**Требования к задаче:**
Соберите из записей все строки, в которых встречается слово "cloud". Учитывайте регистр букв.

[Примеры разметки точками]

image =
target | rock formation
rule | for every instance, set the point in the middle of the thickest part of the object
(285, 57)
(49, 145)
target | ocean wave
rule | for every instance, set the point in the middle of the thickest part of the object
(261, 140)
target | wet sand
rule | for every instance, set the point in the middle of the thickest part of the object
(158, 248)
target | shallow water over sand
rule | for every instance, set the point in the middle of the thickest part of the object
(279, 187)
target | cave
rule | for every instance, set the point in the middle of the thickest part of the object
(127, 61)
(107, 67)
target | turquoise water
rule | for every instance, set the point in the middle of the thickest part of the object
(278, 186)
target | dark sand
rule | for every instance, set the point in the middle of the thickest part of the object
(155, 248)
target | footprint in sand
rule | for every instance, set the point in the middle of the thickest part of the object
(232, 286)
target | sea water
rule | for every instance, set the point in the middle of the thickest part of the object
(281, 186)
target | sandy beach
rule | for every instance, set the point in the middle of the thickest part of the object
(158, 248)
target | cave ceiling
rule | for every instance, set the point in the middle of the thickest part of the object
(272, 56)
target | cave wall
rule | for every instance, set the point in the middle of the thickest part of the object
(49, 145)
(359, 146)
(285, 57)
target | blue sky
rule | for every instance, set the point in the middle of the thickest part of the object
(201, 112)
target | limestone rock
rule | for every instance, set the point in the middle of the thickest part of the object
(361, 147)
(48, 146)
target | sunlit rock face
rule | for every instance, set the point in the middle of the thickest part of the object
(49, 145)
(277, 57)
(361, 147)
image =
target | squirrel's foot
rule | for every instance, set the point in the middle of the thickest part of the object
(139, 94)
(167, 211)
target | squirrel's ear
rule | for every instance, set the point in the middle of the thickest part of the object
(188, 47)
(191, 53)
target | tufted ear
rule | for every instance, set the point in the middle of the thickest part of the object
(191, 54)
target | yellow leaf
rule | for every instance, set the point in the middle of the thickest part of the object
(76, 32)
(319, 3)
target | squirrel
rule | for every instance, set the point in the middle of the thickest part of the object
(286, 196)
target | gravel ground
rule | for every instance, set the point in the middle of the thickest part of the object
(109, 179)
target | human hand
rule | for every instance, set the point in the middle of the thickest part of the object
...
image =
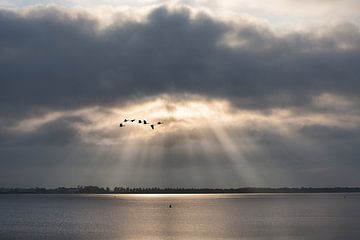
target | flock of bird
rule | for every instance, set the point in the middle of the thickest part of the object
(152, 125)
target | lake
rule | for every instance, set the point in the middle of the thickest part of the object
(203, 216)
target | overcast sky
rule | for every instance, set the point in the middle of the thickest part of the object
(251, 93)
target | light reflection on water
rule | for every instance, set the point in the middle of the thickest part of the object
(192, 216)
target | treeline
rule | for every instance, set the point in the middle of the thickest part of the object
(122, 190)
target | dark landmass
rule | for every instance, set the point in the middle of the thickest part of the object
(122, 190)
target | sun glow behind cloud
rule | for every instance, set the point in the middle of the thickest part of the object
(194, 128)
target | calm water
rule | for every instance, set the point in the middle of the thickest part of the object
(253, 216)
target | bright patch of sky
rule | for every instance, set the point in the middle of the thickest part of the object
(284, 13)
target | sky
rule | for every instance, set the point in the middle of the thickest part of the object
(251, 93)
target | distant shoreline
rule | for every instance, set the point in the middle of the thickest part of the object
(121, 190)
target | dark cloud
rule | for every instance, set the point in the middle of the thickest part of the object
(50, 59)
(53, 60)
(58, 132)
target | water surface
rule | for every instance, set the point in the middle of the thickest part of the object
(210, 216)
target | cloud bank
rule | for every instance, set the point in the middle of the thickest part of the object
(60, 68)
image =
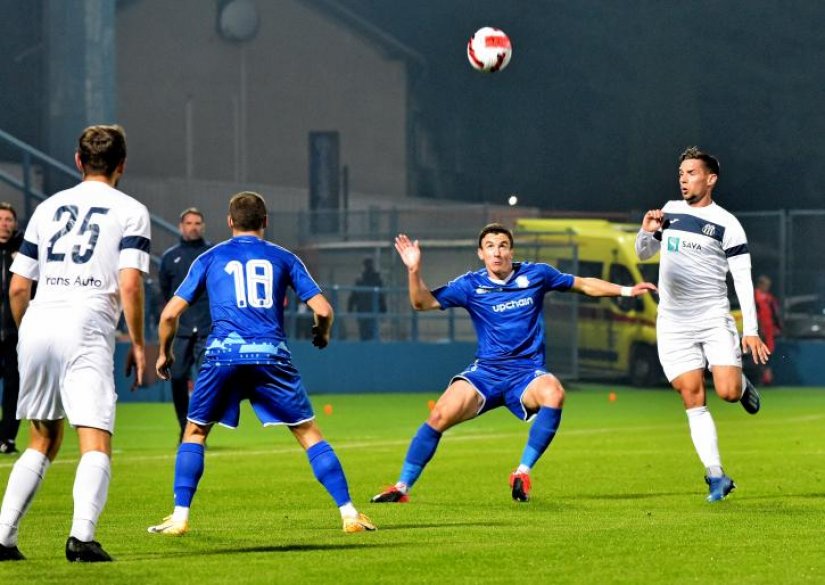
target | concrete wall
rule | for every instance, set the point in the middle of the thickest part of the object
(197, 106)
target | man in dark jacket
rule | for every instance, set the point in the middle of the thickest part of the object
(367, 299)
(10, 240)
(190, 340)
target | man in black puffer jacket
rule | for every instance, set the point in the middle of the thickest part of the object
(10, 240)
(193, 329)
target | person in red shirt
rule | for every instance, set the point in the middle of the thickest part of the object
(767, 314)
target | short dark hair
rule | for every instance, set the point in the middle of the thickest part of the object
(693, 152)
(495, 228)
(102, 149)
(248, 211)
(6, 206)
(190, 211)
---
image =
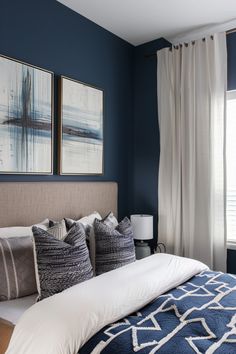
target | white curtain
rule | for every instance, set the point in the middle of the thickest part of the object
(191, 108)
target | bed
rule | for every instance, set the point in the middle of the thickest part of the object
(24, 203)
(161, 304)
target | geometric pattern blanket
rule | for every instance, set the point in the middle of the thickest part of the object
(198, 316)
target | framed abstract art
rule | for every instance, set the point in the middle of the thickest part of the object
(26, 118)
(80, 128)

**Результат задачи:**
target | sun glow behind cloud
target | dark cloud
target | cloud bank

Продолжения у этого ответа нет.